>>>
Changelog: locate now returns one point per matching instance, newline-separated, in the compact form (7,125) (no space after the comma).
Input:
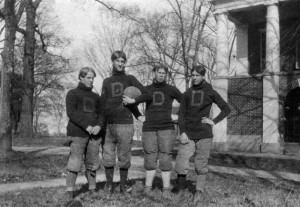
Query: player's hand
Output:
(141,118)
(89,129)
(96,130)
(206,120)
(183,138)
(127,100)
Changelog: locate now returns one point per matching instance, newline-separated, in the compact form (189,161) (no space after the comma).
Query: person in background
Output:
(158,129)
(120,128)
(196,129)
(83,108)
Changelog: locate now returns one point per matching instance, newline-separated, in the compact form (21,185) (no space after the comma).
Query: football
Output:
(132,92)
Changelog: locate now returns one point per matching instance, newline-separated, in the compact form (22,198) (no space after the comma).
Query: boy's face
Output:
(88,80)
(196,78)
(119,64)
(160,75)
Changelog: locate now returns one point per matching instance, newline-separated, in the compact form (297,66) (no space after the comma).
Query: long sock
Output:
(200,182)
(71,180)
(91,178)
(123,179)
(166,177)
(181,181)
(109,173)
(150,174)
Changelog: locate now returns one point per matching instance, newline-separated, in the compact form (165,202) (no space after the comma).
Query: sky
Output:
(78,16)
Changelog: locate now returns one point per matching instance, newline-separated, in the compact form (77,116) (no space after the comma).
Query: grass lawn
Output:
(223,190)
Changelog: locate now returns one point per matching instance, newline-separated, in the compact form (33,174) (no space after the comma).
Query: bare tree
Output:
(177,38)
(26,121)
(110,34)
(11,24)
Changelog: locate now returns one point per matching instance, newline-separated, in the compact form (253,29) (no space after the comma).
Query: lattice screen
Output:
(245,100)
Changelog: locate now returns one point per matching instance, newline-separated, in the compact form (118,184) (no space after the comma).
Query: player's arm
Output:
(182,119)
(72,113)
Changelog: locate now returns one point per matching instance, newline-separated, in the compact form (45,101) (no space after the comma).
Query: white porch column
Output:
(221,85)
(271,136)
(242,61)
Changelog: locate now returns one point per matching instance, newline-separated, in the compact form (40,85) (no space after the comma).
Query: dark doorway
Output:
(292,116)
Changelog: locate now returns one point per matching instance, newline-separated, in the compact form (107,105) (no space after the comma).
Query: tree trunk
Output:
(26,121)
(7,69)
<<<
Without the pictures, return the entries exactly as they appear.

Changelog: locate now returns one point per matching instance, newline-separated, in the compact form (7,125) (no space after the comma).
Input:
Query: player's hand
Output:
(141,118)
(89,129)
(96,130)
(206,120)
(183,138)
(127,100)
Changelog: locate now returns one point per matching instance, newline-separated, in the compact form (189,161) (no space after the comma).
Query: person in background
Output:
(158,129)
(120,128)
(196,129)
(83,108)
Changelog: locate now returns one point per matching instance, newline-separated, in the compact form (21,185) (no space after the comma).
Query: football
Output:
(132,92)
Changelog: locate now returns one point per matching instance, newline-separated, in the compact form (22,198) (no space after the comma).
Query: boy's face
Output:
(88,80)
(196,78)
(119,64)
(160,75)
Changelog: locate now returns one point per matching instance, newline-separated, in the compact form (297,66) (no space after the comma).
Query: long sock
Output:
(200,182)
(71,180)
(91,178)
(123,179)
(166,177)
(181,181)
(109,173)
(150,174)
Changelog: locate now returns one point per matching instance, newline-separated, in the compact form (165,202) (no space after the comma).
Query: sky
Output:
(78,16)
Changelog: locate now returns one point per matching instance, newline-separated, in the compact form (77,116) (no space after the comma).
Query: grass lawn
Output:
(223,190)
Changelog: locate now returns one point per matching instance, newline-separated, in the compact form (33,174) (no space after the comma).
Query: bare tree
Output:
(177,38)
(26,121)
(110,34)
(11,24)
Changelog: locate now returns one point per matching instance, newline-separated, in the compact form (253,29) (no space after the comma).
Query: lattice screen
Output:
(245,100)
Changelog: locate now returns one point per matching instance, newline-separated, in the compact form (118,184) (no space after the comma).
Query: player's arm
Output:
(182,119)
(72,113)
Changelog: locate now returns one point per matching instance, newline-separated, in the compact form (45,101) (no space after the comma).
Query: white porch column
Output:
(221,85)
(271,136)
(242,61)
Changelog: locate now returns one point per matching instance, newline-separated, in the compact form (40,85) (no space after the comma).
Query: dark doorway
Output:
(292,116)
Changelog: locate now returns one point per matching instance, newline-separated, in the compact form (107,105) (no space after the comma).
Query: tree trunk
Output:
(26,121)
(7,69)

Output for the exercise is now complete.